◆ GIVEN INSTRUCTION ◆
Arrange the lines, starting at the first line and ending at the line that contains "[501,1193,633,1275]", both included, as a Markdown table with the columns Row and Line, leaving out any blank lines.

◆ SUPPLIED DATA ◆
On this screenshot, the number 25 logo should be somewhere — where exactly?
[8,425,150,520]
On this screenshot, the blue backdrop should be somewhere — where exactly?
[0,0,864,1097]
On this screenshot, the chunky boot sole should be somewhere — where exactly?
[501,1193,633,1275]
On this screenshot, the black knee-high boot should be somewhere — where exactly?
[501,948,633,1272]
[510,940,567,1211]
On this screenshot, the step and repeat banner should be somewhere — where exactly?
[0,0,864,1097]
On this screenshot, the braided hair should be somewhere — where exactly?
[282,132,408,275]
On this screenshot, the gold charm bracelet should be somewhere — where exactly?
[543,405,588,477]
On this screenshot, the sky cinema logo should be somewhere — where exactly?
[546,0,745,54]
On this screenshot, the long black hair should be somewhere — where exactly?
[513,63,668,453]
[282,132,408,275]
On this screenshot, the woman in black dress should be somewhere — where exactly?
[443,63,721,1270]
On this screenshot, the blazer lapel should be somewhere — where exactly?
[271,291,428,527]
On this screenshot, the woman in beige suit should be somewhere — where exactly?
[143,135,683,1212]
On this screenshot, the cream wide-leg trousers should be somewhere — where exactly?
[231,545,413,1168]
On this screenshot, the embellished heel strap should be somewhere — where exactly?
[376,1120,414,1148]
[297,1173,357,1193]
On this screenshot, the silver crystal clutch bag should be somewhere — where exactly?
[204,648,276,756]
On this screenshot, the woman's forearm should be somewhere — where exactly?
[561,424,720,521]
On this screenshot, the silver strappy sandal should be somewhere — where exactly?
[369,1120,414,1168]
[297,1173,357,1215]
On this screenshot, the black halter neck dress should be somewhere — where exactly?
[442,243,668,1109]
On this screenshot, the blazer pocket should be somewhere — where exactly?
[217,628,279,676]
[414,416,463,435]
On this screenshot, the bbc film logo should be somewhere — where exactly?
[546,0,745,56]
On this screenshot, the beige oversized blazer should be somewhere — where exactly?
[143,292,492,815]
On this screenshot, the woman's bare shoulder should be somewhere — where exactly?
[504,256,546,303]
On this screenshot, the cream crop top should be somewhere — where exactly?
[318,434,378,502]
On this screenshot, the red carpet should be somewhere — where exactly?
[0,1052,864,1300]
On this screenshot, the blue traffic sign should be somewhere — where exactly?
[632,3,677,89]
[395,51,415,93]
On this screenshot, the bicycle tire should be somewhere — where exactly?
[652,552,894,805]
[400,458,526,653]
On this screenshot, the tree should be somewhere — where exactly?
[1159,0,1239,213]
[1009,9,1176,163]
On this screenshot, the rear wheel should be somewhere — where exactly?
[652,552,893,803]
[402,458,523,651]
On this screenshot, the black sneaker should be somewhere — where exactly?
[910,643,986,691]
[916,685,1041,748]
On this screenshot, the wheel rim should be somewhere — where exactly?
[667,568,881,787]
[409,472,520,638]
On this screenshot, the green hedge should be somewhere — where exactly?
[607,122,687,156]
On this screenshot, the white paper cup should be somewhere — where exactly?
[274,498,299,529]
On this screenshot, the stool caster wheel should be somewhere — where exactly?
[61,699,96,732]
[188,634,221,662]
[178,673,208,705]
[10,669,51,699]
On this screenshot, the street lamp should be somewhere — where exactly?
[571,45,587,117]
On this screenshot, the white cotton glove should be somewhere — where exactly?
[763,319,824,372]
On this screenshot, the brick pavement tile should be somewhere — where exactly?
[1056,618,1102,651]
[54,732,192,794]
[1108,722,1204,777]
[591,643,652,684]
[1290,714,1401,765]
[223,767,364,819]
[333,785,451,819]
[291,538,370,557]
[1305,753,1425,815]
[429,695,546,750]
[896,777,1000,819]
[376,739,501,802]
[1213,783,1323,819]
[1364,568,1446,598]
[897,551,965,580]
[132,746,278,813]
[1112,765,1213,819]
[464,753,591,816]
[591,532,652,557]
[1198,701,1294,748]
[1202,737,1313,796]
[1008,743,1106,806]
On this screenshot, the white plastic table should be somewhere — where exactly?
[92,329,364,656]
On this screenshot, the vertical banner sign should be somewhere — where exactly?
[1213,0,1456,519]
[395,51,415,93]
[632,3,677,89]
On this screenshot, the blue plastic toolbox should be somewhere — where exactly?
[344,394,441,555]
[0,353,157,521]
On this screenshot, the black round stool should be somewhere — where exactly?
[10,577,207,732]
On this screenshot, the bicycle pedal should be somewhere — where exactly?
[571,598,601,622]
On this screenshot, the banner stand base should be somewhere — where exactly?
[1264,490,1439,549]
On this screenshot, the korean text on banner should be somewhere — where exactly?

◆ ANSWER FOR THIS EXERCISE ◆
| Row | Line |
|---|---|
| 1 | On this screenshot, the number 25 logo should be somewhere — where exactly? |
| 2 | [8,425,150,520] |
| 3 | On this screenshot, the blue backdrop should be somewhere — where exactly? |
| 4 | [0,0,864,1097] |
| 5 | On this screenshot, the chunky boot sole should be somewhere — where exactly? |
| 6 | [501,1193,633,1275] |